## Requirements
Can you retype the records verbatim, starting with the line that contains "Please put a point on each instance of the white t-shirt" and continuing through the final line of the records, with both of those lines included?

- - -

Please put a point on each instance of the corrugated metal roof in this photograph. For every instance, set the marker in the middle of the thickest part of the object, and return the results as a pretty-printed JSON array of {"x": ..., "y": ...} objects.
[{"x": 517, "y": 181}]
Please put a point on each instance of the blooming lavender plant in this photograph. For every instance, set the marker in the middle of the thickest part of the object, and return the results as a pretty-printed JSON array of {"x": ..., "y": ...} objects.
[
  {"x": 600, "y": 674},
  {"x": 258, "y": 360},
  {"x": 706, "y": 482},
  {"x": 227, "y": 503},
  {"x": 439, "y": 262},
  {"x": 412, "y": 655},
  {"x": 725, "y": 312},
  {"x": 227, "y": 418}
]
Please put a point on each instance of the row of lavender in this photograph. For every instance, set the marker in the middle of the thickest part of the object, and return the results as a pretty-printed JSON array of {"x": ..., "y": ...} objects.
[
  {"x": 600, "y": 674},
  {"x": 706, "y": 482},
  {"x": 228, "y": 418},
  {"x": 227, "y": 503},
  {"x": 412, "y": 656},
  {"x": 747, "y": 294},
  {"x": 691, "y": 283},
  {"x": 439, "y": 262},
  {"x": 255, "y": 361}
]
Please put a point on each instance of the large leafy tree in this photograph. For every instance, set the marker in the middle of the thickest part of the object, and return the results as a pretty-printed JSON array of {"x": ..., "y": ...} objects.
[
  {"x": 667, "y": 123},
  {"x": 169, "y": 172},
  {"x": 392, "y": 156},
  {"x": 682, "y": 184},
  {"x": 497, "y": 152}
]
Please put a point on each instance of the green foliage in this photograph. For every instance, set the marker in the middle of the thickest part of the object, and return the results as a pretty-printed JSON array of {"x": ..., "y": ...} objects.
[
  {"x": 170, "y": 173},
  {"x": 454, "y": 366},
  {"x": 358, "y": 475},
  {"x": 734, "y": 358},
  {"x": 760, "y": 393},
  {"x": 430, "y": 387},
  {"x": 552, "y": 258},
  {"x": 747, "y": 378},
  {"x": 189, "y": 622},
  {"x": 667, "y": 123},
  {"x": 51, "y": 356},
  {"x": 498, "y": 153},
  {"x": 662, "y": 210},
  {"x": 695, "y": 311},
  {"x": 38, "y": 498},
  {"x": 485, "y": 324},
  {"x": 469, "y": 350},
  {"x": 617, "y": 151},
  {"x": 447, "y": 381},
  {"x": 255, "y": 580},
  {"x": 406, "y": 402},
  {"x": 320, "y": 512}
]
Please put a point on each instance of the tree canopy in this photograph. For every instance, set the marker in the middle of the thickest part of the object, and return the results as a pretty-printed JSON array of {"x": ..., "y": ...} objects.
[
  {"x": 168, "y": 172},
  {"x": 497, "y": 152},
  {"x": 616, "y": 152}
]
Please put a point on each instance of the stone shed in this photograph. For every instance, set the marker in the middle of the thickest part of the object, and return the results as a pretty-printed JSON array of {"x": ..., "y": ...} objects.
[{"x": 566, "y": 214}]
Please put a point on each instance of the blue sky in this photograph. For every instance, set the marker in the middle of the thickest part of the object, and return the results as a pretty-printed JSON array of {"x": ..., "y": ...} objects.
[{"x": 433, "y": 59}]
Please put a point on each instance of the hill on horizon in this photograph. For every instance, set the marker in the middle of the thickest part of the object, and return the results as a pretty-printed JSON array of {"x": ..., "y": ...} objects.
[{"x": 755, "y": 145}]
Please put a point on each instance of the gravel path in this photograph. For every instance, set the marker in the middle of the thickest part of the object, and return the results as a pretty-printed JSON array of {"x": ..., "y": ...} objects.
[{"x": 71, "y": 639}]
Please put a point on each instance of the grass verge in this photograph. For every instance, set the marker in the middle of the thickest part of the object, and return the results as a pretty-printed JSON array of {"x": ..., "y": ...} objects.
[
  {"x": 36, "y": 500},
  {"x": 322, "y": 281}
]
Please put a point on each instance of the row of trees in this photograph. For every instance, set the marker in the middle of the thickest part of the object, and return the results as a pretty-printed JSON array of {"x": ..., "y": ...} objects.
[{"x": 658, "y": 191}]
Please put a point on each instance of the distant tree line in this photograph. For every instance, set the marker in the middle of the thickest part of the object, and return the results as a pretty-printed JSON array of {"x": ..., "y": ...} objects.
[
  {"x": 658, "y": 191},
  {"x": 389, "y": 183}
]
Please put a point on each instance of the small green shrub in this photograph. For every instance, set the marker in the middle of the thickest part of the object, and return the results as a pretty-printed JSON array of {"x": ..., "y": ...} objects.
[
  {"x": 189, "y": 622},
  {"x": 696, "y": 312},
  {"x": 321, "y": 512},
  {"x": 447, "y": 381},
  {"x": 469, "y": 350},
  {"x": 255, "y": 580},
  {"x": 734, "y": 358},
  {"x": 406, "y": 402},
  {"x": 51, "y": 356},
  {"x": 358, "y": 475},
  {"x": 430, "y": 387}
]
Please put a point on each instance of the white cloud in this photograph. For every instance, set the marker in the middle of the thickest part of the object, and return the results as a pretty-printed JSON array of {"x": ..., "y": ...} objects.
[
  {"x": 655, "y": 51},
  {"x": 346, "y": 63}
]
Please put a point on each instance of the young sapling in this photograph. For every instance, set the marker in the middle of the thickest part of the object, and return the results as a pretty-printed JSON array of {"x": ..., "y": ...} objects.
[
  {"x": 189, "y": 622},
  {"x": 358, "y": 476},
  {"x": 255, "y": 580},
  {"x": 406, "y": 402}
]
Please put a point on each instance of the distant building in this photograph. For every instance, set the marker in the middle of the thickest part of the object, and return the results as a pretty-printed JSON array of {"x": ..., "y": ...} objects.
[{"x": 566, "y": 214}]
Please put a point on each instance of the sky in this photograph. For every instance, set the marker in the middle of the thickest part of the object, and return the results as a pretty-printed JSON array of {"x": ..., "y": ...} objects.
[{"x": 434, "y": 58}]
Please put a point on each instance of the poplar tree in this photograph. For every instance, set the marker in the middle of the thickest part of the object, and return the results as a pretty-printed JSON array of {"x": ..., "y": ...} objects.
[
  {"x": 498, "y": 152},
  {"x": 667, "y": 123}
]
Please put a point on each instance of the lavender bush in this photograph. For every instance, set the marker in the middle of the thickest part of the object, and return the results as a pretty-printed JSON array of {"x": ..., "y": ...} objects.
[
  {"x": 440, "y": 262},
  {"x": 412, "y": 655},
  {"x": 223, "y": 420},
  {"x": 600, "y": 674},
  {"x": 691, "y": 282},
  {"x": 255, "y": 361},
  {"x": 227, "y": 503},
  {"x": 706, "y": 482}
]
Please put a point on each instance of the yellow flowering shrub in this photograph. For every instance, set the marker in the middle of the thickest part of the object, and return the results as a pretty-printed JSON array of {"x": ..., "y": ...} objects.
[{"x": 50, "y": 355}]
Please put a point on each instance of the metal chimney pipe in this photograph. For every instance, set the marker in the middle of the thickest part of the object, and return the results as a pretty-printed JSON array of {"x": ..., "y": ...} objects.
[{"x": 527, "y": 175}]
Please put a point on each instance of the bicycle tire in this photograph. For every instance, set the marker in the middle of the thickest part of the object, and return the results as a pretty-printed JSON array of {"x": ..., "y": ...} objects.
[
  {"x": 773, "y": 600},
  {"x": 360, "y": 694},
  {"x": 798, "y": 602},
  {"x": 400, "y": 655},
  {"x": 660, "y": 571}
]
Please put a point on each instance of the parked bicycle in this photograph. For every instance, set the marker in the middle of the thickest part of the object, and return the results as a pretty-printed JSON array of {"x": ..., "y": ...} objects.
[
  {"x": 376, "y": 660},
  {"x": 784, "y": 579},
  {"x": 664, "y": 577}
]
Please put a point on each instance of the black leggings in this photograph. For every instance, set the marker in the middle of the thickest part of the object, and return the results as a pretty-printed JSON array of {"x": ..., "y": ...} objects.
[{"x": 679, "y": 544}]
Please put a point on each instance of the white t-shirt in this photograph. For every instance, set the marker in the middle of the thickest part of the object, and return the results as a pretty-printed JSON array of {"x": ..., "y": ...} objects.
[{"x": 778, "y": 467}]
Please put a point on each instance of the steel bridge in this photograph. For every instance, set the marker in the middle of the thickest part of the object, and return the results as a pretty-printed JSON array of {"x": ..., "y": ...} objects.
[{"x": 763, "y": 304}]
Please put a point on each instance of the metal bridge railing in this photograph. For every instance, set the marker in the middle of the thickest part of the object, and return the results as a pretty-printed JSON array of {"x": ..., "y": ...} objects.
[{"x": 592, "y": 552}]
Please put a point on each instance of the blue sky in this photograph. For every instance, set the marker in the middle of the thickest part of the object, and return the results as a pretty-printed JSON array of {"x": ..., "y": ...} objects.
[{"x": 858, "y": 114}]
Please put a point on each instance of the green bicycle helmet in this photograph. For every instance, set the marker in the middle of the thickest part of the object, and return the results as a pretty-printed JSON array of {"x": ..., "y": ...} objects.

- - -

## Task response
Please put a point on each instance of the white t-shirt in this photograph. For every instance, set the marker in the middle of the thickest part of the object, and return the results as a pretty-printed JSON array of {"x": ..., "y": ...} objects.
[{"x": 778, "y": 467}]
Please put a point on each instance of the steel bridge in this photograph. For every instance, set the marker in the middle of the thickest part of the object, and return the results as a pretty-printed JSON array of {"x": ..., "y": ...} objects.
[{"x": 763, "y": 304}]
Please put a point on each instance of the metal bridge railing in this photograph. For every instance, set the marker in the middle of the thickest part of the object, and return the results as a pretty-printed JSON array of {"x": ..., "y": ...} objects.
[{"x": 592, "y": 552}]
Please put a point on each instance of the blue sky in this photograph. For every instance, set the marker in the middle of the thickest part of the object, and return the results as a pretty-printed JSON array of {"x": ..., "y": ...} objects.
[{"x": 858, "y": 114}]
Please put a point on each instance of the green bicycle helmet in this photograph. For every instance, set the marker in the middle of the thickest part of the object, and return the results as a pretty-printed JSON array of {"x": ..., "y": ...} objects.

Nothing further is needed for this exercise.